AVAILABLE RECORDS ▸
■ ■ ■
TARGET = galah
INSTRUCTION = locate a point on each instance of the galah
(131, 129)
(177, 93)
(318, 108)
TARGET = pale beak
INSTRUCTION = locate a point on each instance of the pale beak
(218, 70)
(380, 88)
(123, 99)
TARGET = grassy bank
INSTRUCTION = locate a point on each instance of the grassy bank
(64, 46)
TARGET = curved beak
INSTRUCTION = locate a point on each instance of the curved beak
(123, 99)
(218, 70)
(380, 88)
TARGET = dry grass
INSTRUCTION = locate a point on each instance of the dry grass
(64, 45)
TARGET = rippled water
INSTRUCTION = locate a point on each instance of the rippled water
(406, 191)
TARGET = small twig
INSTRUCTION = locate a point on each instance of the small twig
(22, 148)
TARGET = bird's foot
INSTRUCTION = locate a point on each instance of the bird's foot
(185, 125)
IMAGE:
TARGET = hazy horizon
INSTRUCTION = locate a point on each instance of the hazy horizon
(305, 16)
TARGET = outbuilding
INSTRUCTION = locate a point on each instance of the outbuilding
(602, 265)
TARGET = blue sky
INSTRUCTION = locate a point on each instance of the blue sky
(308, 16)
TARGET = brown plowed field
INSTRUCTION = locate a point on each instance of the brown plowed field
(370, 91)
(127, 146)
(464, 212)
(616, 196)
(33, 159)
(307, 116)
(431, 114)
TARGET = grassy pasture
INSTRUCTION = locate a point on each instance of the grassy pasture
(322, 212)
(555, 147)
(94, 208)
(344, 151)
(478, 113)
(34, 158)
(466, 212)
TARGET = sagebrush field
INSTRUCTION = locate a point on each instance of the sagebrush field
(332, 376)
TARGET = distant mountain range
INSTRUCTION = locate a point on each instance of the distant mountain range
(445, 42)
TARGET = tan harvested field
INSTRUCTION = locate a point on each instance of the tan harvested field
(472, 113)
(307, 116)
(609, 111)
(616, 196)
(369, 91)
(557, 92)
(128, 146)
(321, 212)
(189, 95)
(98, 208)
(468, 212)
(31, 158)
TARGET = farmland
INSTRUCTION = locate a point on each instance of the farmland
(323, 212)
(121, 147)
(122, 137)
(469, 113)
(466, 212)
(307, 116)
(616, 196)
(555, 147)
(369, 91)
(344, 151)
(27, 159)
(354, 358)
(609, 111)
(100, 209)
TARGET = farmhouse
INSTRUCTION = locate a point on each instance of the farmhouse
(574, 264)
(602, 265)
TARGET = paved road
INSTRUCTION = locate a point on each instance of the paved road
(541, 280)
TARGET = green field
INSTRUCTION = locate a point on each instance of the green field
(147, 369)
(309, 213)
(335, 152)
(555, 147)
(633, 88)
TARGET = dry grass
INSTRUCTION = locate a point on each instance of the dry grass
■ ■ ■
Rewrite the data from the first line containing "TARGET = farmhouse" through the end of the data, changing "paved road" to "dirt road" and keeping everything else the same.

TASK RESPONSE ▸
TARGET = farmhouse
INSTRUCTION = locate a point on each instance of the farmhouse
(574, 264)
(602, 265)
TARGET = dirt road
INSTRUCTION = locate a point on each instance of the dirt road
(541, 280)
TARGET = green field
INSTRUCTION = locate a point on each instance of the green field
(147, 369)
(309, 213)
(335, 152)
(555, 147)
(633, 88)
TARGET = dry grass
INSTRUCTION = locate a point on each instance of the dry grass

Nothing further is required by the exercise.